## BEGIN

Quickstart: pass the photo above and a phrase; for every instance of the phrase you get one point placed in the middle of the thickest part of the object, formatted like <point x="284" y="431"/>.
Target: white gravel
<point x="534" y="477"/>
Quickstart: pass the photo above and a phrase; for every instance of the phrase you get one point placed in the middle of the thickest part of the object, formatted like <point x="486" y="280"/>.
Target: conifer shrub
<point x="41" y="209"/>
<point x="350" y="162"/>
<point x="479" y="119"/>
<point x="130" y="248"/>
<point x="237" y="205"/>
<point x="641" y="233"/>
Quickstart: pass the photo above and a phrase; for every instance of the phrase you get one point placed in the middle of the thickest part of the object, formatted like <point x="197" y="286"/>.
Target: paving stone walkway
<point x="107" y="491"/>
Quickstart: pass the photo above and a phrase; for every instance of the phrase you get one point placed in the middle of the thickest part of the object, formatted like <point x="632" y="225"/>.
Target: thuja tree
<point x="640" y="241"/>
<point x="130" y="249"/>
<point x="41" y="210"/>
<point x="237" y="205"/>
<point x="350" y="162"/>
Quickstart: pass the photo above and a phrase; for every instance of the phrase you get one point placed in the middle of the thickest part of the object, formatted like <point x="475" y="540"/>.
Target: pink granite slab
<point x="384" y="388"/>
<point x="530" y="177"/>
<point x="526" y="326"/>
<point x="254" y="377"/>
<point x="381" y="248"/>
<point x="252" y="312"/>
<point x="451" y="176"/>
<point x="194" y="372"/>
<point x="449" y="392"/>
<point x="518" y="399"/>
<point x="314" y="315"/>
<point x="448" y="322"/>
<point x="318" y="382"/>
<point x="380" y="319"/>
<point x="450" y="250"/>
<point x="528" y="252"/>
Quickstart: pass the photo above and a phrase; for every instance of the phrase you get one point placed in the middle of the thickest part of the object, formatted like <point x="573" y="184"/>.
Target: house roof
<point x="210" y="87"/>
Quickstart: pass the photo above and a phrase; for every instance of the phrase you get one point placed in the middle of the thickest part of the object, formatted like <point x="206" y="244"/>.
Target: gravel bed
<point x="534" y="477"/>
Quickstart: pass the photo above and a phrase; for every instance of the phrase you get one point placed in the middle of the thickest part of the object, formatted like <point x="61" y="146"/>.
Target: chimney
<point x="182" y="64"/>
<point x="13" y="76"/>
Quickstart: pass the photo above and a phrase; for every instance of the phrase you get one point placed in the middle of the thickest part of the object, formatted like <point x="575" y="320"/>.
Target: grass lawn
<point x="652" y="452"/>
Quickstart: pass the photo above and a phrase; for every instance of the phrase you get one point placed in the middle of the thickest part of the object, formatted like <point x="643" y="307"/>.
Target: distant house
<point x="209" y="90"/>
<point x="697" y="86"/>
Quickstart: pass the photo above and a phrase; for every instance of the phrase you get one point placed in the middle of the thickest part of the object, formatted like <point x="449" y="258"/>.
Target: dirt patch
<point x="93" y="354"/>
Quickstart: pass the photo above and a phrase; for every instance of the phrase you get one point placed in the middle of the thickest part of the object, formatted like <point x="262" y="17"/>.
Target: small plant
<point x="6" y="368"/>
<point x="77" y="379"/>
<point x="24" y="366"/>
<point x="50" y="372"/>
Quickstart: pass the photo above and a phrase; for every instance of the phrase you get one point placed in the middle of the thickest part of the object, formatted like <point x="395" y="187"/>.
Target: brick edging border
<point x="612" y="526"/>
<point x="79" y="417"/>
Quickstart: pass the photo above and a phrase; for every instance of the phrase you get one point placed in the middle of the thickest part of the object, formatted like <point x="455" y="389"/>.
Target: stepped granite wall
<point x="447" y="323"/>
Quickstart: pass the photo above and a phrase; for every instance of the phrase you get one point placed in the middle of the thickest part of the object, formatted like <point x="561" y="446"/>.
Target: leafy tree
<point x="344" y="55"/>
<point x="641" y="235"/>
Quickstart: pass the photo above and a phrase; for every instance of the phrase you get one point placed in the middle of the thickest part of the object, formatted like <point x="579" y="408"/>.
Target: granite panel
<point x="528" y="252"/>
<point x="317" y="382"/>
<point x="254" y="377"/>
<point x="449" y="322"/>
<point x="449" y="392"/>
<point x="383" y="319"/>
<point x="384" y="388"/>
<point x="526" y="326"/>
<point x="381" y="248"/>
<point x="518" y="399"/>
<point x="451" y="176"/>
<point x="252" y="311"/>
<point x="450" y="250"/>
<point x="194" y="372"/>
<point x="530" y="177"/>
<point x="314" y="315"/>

## END

Report each line of the data above that contains the string "gravel", copying the whole line. Case counts when matching.

Target: white gravel
Target: gravel bed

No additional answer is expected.